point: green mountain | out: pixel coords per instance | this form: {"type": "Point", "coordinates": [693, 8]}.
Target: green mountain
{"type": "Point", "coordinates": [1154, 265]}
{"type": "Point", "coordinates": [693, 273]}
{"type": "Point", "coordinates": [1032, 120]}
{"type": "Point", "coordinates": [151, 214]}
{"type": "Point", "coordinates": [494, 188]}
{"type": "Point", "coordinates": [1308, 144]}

What is asked
Rescale every entry above by copying all of its lines, requests included, and multiplying each coordinate in the answers by 1.45, rounding to whole numbers with halves rounded up. Keep the requests and their sample coordinates unchanged.

Output for this exercise
point: green mountain | out: pixel coords per instance | this form: {"type": "Point", "coordinates": [693, 8]}.
Target: green mountain
{"type": "Point", "coordinates": [1673, 384]}
{"type": "Point", "coordinates": [1005, 396]}
{"type": "Point", "coordinates": [1496, 174]}
{"type": "Point", "coordinates": [219, 310]}
{"type": "Point", "coordinates": [716, 273]}
{"type": "Point", "coordinates": [1897, 209]}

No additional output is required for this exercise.